[Opening Task data section]
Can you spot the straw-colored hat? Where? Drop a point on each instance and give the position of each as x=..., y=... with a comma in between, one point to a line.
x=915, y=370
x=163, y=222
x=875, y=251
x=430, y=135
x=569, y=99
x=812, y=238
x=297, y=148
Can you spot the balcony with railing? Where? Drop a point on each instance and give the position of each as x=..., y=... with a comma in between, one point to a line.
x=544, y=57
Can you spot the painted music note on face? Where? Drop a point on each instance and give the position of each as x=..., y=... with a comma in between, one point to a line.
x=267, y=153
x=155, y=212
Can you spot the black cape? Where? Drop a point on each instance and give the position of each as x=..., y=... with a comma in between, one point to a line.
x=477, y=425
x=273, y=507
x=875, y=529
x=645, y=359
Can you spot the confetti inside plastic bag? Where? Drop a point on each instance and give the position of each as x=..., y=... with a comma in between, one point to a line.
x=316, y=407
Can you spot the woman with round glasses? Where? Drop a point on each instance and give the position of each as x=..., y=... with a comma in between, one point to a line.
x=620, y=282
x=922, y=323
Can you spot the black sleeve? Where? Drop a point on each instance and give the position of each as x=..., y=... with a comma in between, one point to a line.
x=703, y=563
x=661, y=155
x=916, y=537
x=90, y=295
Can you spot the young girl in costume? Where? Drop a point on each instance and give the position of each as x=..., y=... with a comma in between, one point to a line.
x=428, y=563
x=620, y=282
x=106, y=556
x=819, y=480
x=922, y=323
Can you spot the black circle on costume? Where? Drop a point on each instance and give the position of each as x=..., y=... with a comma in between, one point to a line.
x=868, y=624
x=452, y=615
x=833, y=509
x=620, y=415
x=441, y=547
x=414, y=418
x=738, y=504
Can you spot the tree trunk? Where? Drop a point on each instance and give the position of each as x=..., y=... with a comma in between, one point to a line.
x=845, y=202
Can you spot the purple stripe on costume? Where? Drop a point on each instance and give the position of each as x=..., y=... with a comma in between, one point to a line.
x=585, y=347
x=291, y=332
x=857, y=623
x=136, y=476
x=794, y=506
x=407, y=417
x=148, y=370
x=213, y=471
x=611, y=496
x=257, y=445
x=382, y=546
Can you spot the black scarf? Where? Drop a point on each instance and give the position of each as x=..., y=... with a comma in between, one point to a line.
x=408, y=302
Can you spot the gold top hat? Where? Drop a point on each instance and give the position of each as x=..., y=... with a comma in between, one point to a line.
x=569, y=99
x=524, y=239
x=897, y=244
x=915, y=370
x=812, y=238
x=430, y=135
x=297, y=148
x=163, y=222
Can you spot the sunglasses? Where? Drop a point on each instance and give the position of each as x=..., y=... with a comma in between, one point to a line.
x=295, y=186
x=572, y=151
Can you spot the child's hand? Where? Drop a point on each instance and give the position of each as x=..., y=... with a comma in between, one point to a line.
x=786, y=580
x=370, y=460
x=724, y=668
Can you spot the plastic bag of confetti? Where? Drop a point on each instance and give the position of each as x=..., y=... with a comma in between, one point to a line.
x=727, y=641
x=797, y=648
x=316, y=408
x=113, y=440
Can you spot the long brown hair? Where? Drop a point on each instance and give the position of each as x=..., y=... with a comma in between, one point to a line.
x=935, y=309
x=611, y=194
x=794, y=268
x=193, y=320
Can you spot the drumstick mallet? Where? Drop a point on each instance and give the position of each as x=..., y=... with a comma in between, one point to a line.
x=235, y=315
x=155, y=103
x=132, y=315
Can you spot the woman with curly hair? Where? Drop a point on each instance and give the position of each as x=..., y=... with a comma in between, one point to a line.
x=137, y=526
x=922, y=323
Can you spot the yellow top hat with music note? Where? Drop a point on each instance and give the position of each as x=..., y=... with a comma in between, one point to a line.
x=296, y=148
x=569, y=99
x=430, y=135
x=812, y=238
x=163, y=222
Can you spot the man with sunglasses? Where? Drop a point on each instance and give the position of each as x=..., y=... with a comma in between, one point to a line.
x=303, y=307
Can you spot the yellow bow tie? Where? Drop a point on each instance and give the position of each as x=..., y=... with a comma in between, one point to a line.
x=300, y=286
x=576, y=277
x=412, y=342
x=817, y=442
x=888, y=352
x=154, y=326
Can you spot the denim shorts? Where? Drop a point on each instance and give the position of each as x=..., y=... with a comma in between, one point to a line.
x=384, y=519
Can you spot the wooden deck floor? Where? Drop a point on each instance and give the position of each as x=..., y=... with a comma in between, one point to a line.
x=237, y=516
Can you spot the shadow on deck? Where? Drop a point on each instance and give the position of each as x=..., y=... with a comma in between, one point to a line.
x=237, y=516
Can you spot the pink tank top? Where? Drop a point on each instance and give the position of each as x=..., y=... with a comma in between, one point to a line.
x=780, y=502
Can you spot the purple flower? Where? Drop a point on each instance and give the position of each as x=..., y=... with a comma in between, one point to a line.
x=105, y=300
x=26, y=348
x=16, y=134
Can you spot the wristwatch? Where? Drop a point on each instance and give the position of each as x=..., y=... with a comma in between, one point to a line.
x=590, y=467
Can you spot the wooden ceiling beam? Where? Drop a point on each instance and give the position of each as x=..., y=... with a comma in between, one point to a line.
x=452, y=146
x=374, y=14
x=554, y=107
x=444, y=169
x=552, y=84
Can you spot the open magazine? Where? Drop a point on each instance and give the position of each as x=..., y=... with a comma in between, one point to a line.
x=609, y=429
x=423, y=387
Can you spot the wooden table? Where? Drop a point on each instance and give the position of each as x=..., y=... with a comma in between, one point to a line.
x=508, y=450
[Closing Task data section]
Reproduce verbatim only the lines from the one holding "Can you spot the open" through the end of the records.

Can you spot the open magazine? Where? Drop a point on each instance and give the position of each as x=..., y=... with a comma in between, one point to a line.
x=609, y=429
x=423, y=387
Can you spot the wooden table? Where? Drop a point on each instance and give the position of each as x=..., y=... with a comma in between, one point to a line.
x=508, y=450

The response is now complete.